TRECHO SELECIONADO:
Após acordo com a ONU, chegam ao Brasil ‘deslocados europeus’: ‘uns desconfiados, outros indiferentes, mas todos parecendo satisfeitos’

Por Gustavo Barreto (*)
Trecho da capa do jornal A Noite de 17 de maio de 1947

Trecho da capa do jornal A Noite de 17 de maio de 1947

O governista A Noite publica com destaque na primeira página de sua edição de 17 de maio de 19471 uma matéria intitulada “A primeira leva de imigrantes dirigidos”, informando que chegaram pela embarcação da Marinha norte-americana “General Sturgis” 861 “deslocados” europeus – as aspas inclusas na edição – de origens austríaca, polonesa, tcheca, ucraniana, armênia, alemã e balta. O jornal informa que todos estão “em excelentes condições físicas” e que fazem parte dos 5 mil “já selecionados na Europa” – mais especificamente na Áustria e na Alemanha – por uma missão brasileira. Eles desembarcaram na hospedaria da Ilha das Flores e seguirão para São Paulo, diz o A Noite.

TAREFA PROPOSTA 1:
Retorne, do texto sobre a chegada dos deslocados europeus ao Brasil, a passagem que vai de "O governista A" até "diz o A Noite.", inclusive este último.
TAREFA PROPOSTA 2:
Enumere todas as origens que o texto sobre a chegada dos deslocados europeus ao Brasil atribui aos passageiros do "General Sturgis".

AMOSTRA DOS DADOS:
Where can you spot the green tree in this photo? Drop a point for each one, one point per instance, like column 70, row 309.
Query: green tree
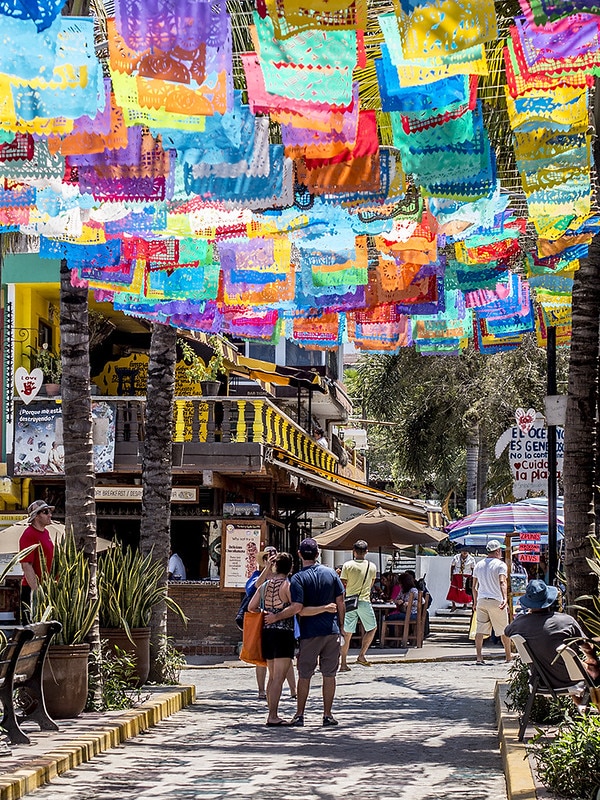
column 581, row 429
column 444, row 407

SOLUÇÃO DO PROBLEMA 1:
O governista A Noite publica com destaque na primeira página de sua edição de 17 de maio de 19471 uma matéria intitulada “A primeira leva de imigrantes dirigidos”, informando que chegaram pela embarcação da Marinha norte-americana “General Sturgis” 861 “deslocados” europeus – as aspas inclusas na edição – de origens austríaca, polonesa, tcheca, ucraniana, armênia, alemã e balta. O jornal informa que todos estão “em excelentes condições físicas” e que fazem parte dos 5 mil “já selecionados na Europa” – mais especificamente na Áustria e na Alemanha – por uma missão brasileira. Eles desembarcaram na hospedaria da Ilha das Flores e seguirão para São Paulo, diz o A Noite.

SOLUÇÃO DO PROBLEMA 2:
austríaca, polonesa, tcheca, ucraniana, armênia, alemã, balta